TASK STATEMENT ▸
Please retype the data in full, exactly as given.

RECORDS SHOWN ▸
+++++

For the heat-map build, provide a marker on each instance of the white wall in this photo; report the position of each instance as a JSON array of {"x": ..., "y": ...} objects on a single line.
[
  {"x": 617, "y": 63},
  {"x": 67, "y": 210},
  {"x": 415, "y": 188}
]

+++++

PROBLEM SOLUTION ▸
For the heat-map build, provide a marker on each instance of the white wall in this photo; report the position of each instance as a JSON array of {"x": ..., "y": ...} objects on a single line.
[
  {"x": 617, "y": 63},
  {"x": 67, "y": 210},
  {"x": 415, "y": 188}
]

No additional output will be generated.